* Task description
Could you present all the material below as a two-column CSV with the headers "instruction" and "points"? Give one row per text with its answer, and put each one in a single quoted field with its line breaks replaced by spaces.

Data extracted from a collection:
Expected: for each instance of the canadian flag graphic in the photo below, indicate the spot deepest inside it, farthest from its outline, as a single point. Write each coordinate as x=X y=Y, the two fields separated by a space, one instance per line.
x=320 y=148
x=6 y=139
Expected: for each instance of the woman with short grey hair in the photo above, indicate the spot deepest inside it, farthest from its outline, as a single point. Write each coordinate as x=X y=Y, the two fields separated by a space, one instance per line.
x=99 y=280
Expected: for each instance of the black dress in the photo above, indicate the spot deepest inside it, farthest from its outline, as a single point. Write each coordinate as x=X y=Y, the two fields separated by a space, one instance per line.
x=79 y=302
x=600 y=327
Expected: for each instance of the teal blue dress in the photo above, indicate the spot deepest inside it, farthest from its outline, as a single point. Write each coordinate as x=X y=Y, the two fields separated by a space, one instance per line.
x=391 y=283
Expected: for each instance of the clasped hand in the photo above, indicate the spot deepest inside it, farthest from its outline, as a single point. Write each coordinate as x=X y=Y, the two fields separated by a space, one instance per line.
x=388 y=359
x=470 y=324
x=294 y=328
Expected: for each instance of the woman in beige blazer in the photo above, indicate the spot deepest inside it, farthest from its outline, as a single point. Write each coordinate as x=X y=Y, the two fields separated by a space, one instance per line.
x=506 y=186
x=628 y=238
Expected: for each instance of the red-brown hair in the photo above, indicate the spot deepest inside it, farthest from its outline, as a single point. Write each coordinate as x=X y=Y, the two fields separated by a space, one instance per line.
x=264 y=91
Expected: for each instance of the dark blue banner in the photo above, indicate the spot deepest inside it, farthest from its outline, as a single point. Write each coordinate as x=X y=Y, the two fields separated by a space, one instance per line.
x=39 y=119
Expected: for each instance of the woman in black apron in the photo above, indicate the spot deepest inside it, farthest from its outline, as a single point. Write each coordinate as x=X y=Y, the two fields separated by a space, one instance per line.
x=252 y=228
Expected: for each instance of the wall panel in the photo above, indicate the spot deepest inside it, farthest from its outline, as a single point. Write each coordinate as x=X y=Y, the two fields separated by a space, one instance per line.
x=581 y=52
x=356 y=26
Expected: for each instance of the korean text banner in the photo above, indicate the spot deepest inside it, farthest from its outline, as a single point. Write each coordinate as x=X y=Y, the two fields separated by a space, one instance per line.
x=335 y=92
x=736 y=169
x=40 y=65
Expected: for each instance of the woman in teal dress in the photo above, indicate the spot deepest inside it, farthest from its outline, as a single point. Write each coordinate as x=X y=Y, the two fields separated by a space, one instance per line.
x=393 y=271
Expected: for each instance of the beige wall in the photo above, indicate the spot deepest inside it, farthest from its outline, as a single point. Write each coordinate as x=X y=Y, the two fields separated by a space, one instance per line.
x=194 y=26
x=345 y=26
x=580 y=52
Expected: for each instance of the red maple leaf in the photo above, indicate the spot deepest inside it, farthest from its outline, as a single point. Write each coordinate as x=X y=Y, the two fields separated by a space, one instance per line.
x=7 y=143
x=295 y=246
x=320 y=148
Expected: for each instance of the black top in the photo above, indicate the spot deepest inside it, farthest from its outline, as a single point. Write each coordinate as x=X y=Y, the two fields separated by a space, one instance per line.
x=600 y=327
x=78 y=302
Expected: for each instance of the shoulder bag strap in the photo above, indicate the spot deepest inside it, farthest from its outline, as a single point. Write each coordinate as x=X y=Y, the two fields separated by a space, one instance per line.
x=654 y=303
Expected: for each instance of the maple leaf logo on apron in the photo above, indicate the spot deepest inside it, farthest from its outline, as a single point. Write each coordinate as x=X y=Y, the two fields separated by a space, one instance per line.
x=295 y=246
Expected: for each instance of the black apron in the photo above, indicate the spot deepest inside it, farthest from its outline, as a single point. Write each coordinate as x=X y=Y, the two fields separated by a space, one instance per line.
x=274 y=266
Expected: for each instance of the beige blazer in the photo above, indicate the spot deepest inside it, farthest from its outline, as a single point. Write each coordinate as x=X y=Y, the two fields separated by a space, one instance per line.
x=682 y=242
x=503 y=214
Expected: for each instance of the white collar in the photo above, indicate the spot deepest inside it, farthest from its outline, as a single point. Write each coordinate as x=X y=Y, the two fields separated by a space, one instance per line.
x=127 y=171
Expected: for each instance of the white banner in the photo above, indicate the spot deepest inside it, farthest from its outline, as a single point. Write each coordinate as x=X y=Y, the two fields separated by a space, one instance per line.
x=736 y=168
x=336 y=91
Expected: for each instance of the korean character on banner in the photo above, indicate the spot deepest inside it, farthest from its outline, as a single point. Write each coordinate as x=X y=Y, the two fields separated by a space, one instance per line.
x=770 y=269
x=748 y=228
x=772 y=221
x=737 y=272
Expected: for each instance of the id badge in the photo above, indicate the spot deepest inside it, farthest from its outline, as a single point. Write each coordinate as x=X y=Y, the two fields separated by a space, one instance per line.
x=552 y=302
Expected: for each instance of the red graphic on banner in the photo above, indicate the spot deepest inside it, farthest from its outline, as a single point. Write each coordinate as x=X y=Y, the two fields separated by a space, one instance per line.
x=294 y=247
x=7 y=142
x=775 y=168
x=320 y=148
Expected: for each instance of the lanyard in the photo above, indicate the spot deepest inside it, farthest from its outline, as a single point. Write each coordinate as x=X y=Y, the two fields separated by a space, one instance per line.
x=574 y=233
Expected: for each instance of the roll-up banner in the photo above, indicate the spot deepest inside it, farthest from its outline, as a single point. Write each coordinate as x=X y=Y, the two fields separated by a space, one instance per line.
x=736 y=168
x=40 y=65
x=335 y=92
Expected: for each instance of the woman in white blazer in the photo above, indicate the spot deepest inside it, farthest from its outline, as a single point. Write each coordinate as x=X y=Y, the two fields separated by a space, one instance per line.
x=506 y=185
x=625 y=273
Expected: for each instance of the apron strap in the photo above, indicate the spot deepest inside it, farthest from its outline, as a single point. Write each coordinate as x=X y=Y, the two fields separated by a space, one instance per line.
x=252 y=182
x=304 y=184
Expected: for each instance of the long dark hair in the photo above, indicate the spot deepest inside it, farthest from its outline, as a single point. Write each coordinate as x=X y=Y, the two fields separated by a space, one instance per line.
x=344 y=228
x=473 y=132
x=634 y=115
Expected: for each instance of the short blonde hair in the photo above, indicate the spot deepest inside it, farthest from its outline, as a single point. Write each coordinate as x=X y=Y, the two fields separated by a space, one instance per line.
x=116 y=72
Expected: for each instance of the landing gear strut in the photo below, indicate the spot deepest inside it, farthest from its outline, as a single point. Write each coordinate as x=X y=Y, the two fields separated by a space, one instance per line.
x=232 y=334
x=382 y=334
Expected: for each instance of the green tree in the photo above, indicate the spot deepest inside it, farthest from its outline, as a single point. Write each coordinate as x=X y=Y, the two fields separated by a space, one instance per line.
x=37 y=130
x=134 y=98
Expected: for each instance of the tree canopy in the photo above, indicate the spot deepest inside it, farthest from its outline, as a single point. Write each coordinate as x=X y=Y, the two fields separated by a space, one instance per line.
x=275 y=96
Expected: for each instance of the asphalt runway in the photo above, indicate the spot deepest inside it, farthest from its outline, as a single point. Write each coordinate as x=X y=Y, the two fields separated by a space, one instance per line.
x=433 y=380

* Answer for this exercise
instruction,points
"Expected: for each instance of the canadian flag graphic in the photo below, indicate the spot deepest inside it, farthest from its outline, as a single point. Write each coordinate as x=X y=Y, the two fields separated by a space, one instance per line.","x=320 y=148 x=6 y=139"
"Expected: for each instance of the woman with short grey hair in the photo above, indicate the spot deepest inside it, farthest from its outline, as a single point. Write each coordinate as x=X y=Y, the two fields separated by a space, one instance per line.","x=99 y=280"
"Expected: for each instance of the black dress in the photo above, indicate the spot deepest inside it, farthest from its outline, as a single point. Write each coordinate as x=X y=Y, the two fields separated by a space, one instance per line.","x=79 y=302 x=600 y=327"
"Expected: for each instance of the teal blue dress in the photo above, indicate the spot deepest inside it, farthest from its outline, as a single point. Write each coordinate as x=X y=Y, the two fields separated by a space, one instance per line.","x=391 y=283"
"Expected: for each instance of the clasped hand in the photo above, indicate the spot deepest inside it, farthest from its outline, as a single point. Write each coordinate as x=X y=Y, the two fields separated by a space, one instance per line.","x=388 y=359 x=470 y=324 x=294 y=328"
"Expected: for each instance of the woman in beige blazer in the photo above, indicate the spot deepest inside it, farthest from its outline, as a single point. Write each coordinate as x=X y=Y, the two fields separated by a space, one instance per line.","x=506 y=186 x=628 y=238"
"Expected: for each instance of the red-brown hair in the photo above, indicate the spot deepest inside it, farthest from its outline, as a single point. Write each coordinate as x=X y=Y, the two fields separated by a space, one instance per line.","x=264 y=91"
"Expected: for each instance of the dark blue banner in the photo above, indicate the spot deepest inside it, farthest from its outline, as a single point. Write each coordinate as x=X y=Y, the two fields separated by a space, one instance per line.","x=39 y=119"
"Expected: for each instance of the woman in black apron in the photo above, indicate the spot deepest inside it, farthest from its outline, as a single point. Write each coordinate as x=X y=Y, the two fields separated by a space, one instance per line.","x=252 y=228"
"Expected: for each instance of the wall panel in the photo above, indicate the spot deepest inside it, farthest from its outline, as a single point. Write each coordinate as x=X y=Y, the two fields separated by a space, one instance per line.","x=581 y=52 x=356 y=26"
"Expected: for each instance of the korean text banner in the photo above, indicate the spot deepest inside it, farthest from its outline, as a single point. Write each coordinate as x=X y=Y, the two fields separated by a space, one instance per line.","x=335 y=92 x=736 y=169 x=40 y=65"
"Expected: for each instance of the woman in teal dress in the photo above, indicate the spot deepest inside it, farthest from its outline, as a single point. Write each coordinate as x=X y=Y, the two fields separated by a space, one instance per line.","x=393 y=271"
"Expected: for each instance of the beige wall in the photo above, indicate the spot deepest inside it, farthest from its outline, as a single point. Write each coordinate as x=X y=Y, the two fields separated by a space, one instance per line.","x=194 y=26 x=345 y=26 x=580 y=52"
"Expected: for each instance of the red maple leaf in the photo above, indicate the spot deepest inside it, farthest from its outline, as a single point. Write each coordinate as x=X y=Y, the two fields separated by a space, one instance per line.","x=7 y=143 x=295 y=246 x=320 y=148"
"Expected: for each instance of the black top in the photo above, indicate the spot deepest inside it, farthest from its outline, as a single point. Write each coordinate as x=X y=Y, the two fields separated by a space, one instance per line.","x=600 y=327 x=78 y=302"
"Expected: for each instance of the shoulder bag strap in the photo above, indicate the spot deepest inside it, farthest from its outline, as a single point. Write each coordinate as x=X y=Y, the two fields separated by a space, one instance per line.","x=654 y=303"
"Expected: for each instance of the maple leaf logo on apron in the photo above, indicate the spot deepest inside it, farthest from its outline, as a single point. Write each coordinate as x=X y=Y, the two fields separated by a space, one instance per line.","x=295 y=246"
"Expected: for each instance of the black apron in the photo above, indicate the spot deepest inside it, farthest from its outline, as a single point. Write each coordinate as x=X y=Y, the two fields separated by a space, one instance per line.","x=274 y=266"
"Expected: for each instance of the beige blazer in the photo above, indicate the spot deepest inside it, farthest from its outline, as a single point. Write each coordinate as x=X y=Y, the two fields separated by a space, one instance per line.","x=682 y=242 x=503 y=214"
"Expected: for each instance of the white collar in the photo above, indicate the spot deepest inside it, farthest from its outline, as a single point. Write each coordinate as x=X y=Y, the two fields separated by a space, one instance per line.","x=127 y=171"
"Expected: for each instance of the white banner in the photo above, indicate the spot deepest inside it, farthest from its outline, as a single point. Write each coordinate as x=X y=Y, the two fields separated by a space, one instance per line.","x=736 y=168 x=336 y=91"
"Expected: for each instance of the korean character on banner in the photo above, indicate the spot deepest inside it, farthest from its outline, as a single point. Write each coordinate as x=X y=Y, the two fields separated by a space, one instance per line.","x=770 y=269 x=748 y=228 x=772 y=221 x=737 y=272"
"Expected: for each instance of the id badge in the photo above, indicate the spot deepest inside it, farthest from its outline, as a single point. Write each coordinate as x=X y=Y, the two fields separated by a space, one instance per line.","x=552 y=302"
"Expected: for each instance of the red graphic on banner in the photo above, indicate the spot deepest inside it, farthest from its outline, as a single point. Write each coordinate as x=X y=Y, the two fields separated by a space, one instance per line.","x=294 y=247 x=7 y=142 x=775 y=168 x=320 y=148"
"Expected: for each instance of the lanyard in the photo above, indicate the spot deepest inside it, farthest from its outline, as a single point. Write each coordinate as x=X y=Y, the two fields separated by a space, one instance per line.","x=574 y=233"
"Expected: for each instance of the roll-up banner in the photo above, indicate the spot deepest inside it, farthest from its outline, as a single point. Write each coordinate as x=X y=Y, the two fields separated by a space, one instance per line.","x=736 y=168 x=40 y=65 x=335 y=92"
"Expected: for each instance of the woman in white blazer in the photo above, indicate the spot deepest inside it, farthest from its outline, as a single point. Write each coordinate as x=X y=Y, the two fields separated by a space, one instance per line.","x=506 y=185 x=625 y=273"
"Expected: for each instance of the apron strap in the photo above, indicate the spot deepest inside it, farthest from its outline, as a single point. Write each coordinate as x=X y=Y, the two fields separated by a space, one instance per line.","x=252 y=182 x=304 y=184"
"Expected: for each instance of the long dark hair in the photo above, indicate the spot deepest inside it, farthest from its outline, as a single point. Write each coordinate as x=X y=Y, the two fields separated by a space, one instance per line.","x=344 y=228 x=473 y=132 x=634 y=115"
"Expected: for each instance of the short blonde hair in the photo above, indicate the spot deepest inside it, farthest from its outline, as a single point. Write each coordinate as x=X y=Y, the two fields separated by a space, one instance per line.","x=116 y=72"
"Expected: for each instance of the landing gear strut in the photo below, indicate the spot deepest inside it, farthest from its outline, as a single point. Write each coordinate as x=X y=Y, the two fields separated by a space, one instance per line.","x=232 y=334 x=382 y=334"
"Expected: for each instance of the green tree in the photo above, indicate the spot deepest inside it, farthest from its outline, as a single point. Write each coordinate as x=X y=Y, the two fields separated by a space, one instance per line.","x=37 y=130 x=134 y=98"
"Expected: for each instance of the tree canopy in the photo above, indicate the spot deepest inside it, farthest from its outline, as a single point. Write each coordinate as x=X y=Y, the two fields separated by a space, one instance per line.","x=275 y=96"
"Expected: for each instance of the asphalt runway in the photo above, indicate the spot deepest inside it, farthest from its outline, as a single point. Write each coordinate as x=X y=Y, the two fields separated by a space, one instance per line.","x=433 y=380"